• **RECORDS PROVIDED**
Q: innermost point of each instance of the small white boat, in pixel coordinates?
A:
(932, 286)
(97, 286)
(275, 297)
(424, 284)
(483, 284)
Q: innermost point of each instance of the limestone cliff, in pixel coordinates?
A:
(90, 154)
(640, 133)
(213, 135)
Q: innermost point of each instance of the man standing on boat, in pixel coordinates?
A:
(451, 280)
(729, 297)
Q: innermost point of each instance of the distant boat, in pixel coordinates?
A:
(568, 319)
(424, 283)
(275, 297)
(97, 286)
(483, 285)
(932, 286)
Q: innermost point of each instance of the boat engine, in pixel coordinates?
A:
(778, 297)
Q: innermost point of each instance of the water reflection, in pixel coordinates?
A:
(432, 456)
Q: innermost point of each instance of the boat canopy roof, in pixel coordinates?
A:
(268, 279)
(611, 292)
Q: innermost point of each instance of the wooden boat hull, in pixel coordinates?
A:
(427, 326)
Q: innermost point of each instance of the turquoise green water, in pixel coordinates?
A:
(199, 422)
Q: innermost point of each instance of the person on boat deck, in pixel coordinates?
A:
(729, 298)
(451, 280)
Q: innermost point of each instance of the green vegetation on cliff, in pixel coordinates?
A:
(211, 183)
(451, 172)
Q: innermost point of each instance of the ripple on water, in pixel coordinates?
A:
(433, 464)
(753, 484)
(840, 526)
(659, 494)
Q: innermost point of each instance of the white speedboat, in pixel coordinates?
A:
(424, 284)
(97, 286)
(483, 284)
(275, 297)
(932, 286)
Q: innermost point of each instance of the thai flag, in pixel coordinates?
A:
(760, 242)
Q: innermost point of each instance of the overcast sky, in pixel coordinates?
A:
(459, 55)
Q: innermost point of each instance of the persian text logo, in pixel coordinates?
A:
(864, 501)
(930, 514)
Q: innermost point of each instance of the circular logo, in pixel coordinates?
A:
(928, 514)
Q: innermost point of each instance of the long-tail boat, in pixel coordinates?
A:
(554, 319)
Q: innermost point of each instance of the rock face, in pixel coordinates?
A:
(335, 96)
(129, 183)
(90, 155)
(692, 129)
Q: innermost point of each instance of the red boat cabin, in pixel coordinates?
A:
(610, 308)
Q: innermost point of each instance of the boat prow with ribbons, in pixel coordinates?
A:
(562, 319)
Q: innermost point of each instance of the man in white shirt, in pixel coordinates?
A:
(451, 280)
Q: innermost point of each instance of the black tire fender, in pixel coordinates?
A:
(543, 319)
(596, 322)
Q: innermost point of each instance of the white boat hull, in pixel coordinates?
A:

• **SHORT TASK**
Copy exactly, and only, the lines from the one containing "Q: innermost point of each instance of the overcast" through the last line of the listing.

• **SOLUTION TO THIS EXERCISE**
Q: innermost point of each instance of the overcast sky, in pixel coordinates?
A:
(459, 55)
Q: innermost point of each instance of the persian text logo, in pixel coordinates?
A:
(864, 501)
(930, 514)
Q: innermost point of each instance of the circular logo, in pixel coordinates?
A:
(928, 514)
Q: innermost point of each instance of the long-tail boat, in pixel coordinates?
A:
(554, 319)
Q: innermost point of each instance of the rock face, in pixel coordinates?
A:
(335, 96)
(129, 183)
(90, 155)
(692, 129)
Q: innermost point of each instance of the red boat cabin, in pixel coordinates?
A:
(610, 308)
Q: innermost point of each instance of the boat prow with ribbons, in pixel coordinates?
A:
(562, 319)
Q: innermost point of each instance of the man in white shirt, in pixel coordinates?
A:
(451, 280)
Q: innermost point of each instance of the black tire fender, in pixel coordinates?
A:
(543, 319)
(596, 322)
Q: innermost point of each instance of the white boat hull, in pixel coordinates?
A:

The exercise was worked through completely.